- _TEXT FOR ANALYSIS_
[Start of section]

Support for Bereavement from a Clinical Psychologist

If you are looking at this page I’m really sorry that you feel you may soon be bereaved of a loved one or have already faced a bereavement. This isn’t something most of us are very well prepared for, and it’s very common to feel overwhelmed, lost and completely unsure of where to go next or how to cope.

I don’t believe that you have to wait 6 months after a loss to seek support, and think there are many ways that someone with expertise in grief and bereavement can help. I’ve supported many people in the early stages of grief to make sense of their experience and guide them to the right resources to make the very unpredictable and difficult experience somewhat more bearable. This doesn’t always have to be a therapy intervention. Sometimes it can be the space to talk about your experience, make sense of the right way forward, and feel more confident that you have some idea of what you might experience in the future.

Whether you need some gentle guidance to make sense of what is to come if you are experiencing anticipatory grief, or you feel completely lost and want to make sense of your experiences after bereavement — I will tailor the support I offer to your individual needs.

Sometimes as part of a bereavement we can experience a traumatic incident or a series of traumas, and these can really impact on our wellbeing and experience of grief. If you are finding that memories of the past are troubling you or you are feeling extremely distressed about parts of your experience around grief or bereavement, please do get in touch. You don’t have to work through this alone, and there are therapeutic interventions which can help with this.

[End of section]

- _DATA FOR REVIEW_
[Start of section]

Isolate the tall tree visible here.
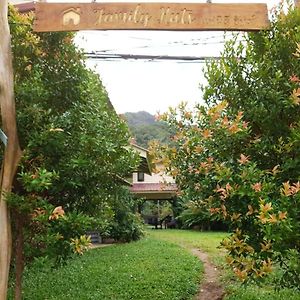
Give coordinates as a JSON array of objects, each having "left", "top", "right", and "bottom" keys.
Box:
[
  {"left": 152, "top": 4, "right": 300, "bottom": 288},
  {"left": 0, "top": 0, "right": 21, "bottom": 299}
]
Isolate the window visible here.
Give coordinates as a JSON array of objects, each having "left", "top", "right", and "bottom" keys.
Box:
[{"left": 138, "top": 172, "right": 145, "bottom": 181}]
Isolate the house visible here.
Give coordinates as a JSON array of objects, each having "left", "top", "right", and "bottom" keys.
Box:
[{"left": 130, "top": 144, "right": 177, "bottom": 200}]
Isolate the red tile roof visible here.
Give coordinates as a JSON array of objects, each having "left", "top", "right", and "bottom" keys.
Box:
[{"left": 131, "top": 183, "right": 177, "bottom": 192}]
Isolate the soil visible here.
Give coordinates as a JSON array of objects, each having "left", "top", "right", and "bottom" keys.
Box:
[{"left": 192, "top": 249, "right": 225, "bottom": 300}]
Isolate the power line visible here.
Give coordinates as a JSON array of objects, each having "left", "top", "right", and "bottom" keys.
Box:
[{"left": 85, "top": 52, "right": 220, "bottom": 62}]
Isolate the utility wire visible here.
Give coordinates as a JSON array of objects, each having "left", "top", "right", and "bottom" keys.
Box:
[{"left": 85, "top": 52, "right": 220, "bottom": 61}]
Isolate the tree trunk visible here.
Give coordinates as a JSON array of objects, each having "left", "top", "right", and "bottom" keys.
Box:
[{"left": 0, "top": 0, "right": 21, "bottom": 300}]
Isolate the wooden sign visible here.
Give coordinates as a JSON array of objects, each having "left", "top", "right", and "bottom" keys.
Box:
[{"left": 34, "top": 2, "right": 269, "bottom": 32}]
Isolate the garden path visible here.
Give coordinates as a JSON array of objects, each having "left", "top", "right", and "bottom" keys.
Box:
[{"left": 192, "top": 249, "right": 224, "bottom": 300}]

[End of section]

- _TASKS TO CARRY OUT_
a) From the bereavement support text, list the feelings it calls very common when facing a bereavement.
b) Update the passage of the bereavement support text starting with "Support for Bereavement" and going on through "how to cope.", putting "family member" in place of "loved one".

- _ANSWERS BY TASK_
a)
- overwhelmed
- lost
- completely unsure of where to go next or how to cope

b)
Support for Bereavement from a Clinical Psychologist

If you are looking at this page I’m really sorry that you feel you may soon be bereaved of a family member or have already faced a bereavement. This isn’t something most of us are very well prepared for, and it’s very common to feel overwhelmed, lost and completely unsure of where to go next or how to cope.